Excerpt -

Scientists also assume that laws can be articulated, expressed, communicated, and understood through human language. Scientific work includes not only rational thought, but symbolic communication. Now, the original, the law “out there,” is not known to be written or uttered in a human language. But it must be expressible in language in our secondary description. It must be translatable not only into one but many human languages. We may represent restrictions, qualifications, definitions, and contexts for a law through clauses, phrases, explanatory paragraphs, and contextual explanations in human language. Scientific law is clearly like a human utterance in its ability to be grammatically articulated, paraphrased, translated, and illustrated. Law is utterance-like, language-like. And the complexity of utterances that we find among scientists, as well among human beings in general, is not duplicated in the animal world. Language is one of the defining characteristics that separates man from animals. Language, like rationality, belongs to persons. It follows that scientific law is in essence personal.9

Incomprehensibility of law

In addition, law is both knowable and incomprehensible in the theological sense. That is, we know scientific truths, but in the midst of this knowledge there remain unfathomed depths and unanswered questions about the very areas where we know the most.

The knowability of laws is closely related to their rationality and their immanence, displayed in the accessibility of effects. We experience incomprehensibility in the fact that the increase of scientific understanding only leads to ever deeper questions, “How can this be?” and “Why this law rather than many other ways that the human mind can imagine?” The profundity and mystery in scientific discoveries can only produce awe—yes, worship—if we have not blunted our perception with hubris (Isa 6:9-10).

Are we divinizing nature?

But now we must consider an objection. By claiming that scientific laws have divine attributes, are we not divinizing nature? Are not scientific laws a part of the created world? Should not we classify them as creature rather than Creator?

I suspect that specificity of scientific laws, their obvious reference to the created world, has become the occasion for many of us to infer that these laws are a part of the created world. But such an inference is clearly invalid. The speech describing a butterfly is not itself a butterfly or a part of a butterfly. Speech referring to the created world is not necessarily an ontological part of the world to which it refers.

In addition, let us remember that we are speaking of real laws, not merely our human guesses and approximations. The real laws are in fact the word of God, specifying how the world of creatures is to function. So-called “law” is simply God speaking, God acting, God manifesting himself in time and space. The real mistake here is not a matter of divinizing nature, but of refusing to recognize that the law is the law of God, nothing less than God speaking. We are confronting God.

The key idea that the law is divine is not only older than the rise of modern science, but older than the rise of Christianity. Even before the coming of Christ people noticed profound regularity in the government of the world, and wrestled with the meaning of this regularity. Both the Greeks (especially the Stoics) and the Jews (especially Philo) developed speculations about the logos, the divine “word” or “reason” behind what is observed.10 Jews had in addition the OT revelation of the role of the word of God in creation and providence. Against this background John 1:1 proclaims, “In the beginning was the Word, and the Word was with God, and the Word was God.” John responds to the speculations of his time with a striking revelation: that the Word (logos) that created and sustains the universe is not only a divine Person “with God,” but the very One who became incarnate: “the Word became flesh” (1:14).

Dataset excerpt -
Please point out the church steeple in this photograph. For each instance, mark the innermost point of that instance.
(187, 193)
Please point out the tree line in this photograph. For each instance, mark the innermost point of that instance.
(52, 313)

Problems to work on -
a – From the passage on scientific law, list every question posed in the paragraph that begins "But now we must consider an objection."
b – Please carry the passage on scientific law forward from its last sentence, not the listing.

Responses for each task -
a –
- By claiming that scientific laws have divine attributes, are we not divinizing nature?
- Are not scientific laws a part of the created world?
- Should not we classify them as creature rather than Creator?

b –
God said, “Let there be light” (Gen 1:3). He referred to light as a part of the created world. But precisely in this reference, his word has divine power to bring creation into being. The effect in creation took place at a particular time. But the plan for creation, as exhibited in God’s word, is eternal. Likewise, God’s speech to us in the Bible refers to various parts of the created world, but the speech (in distinction to the things to which it refers) is divine in power, authority, majesty, righteousness, eternity, and truth.11 The analogy with the Incarnation should give us our clue. The Second Person of the Trinity, the eternal Word of God, became man in the Incarnation, but did not therefore cease to be God. Likewise, when God speaks and says what is to be the case in this world, his words do not cease to have the divine power and unchangeability that belongs to him. Rather, they remain divine, and in addition have the power to specify the situation with respect to creaturely affairs. The word remains divine when it becomes law, a specific directive with respect to this created world.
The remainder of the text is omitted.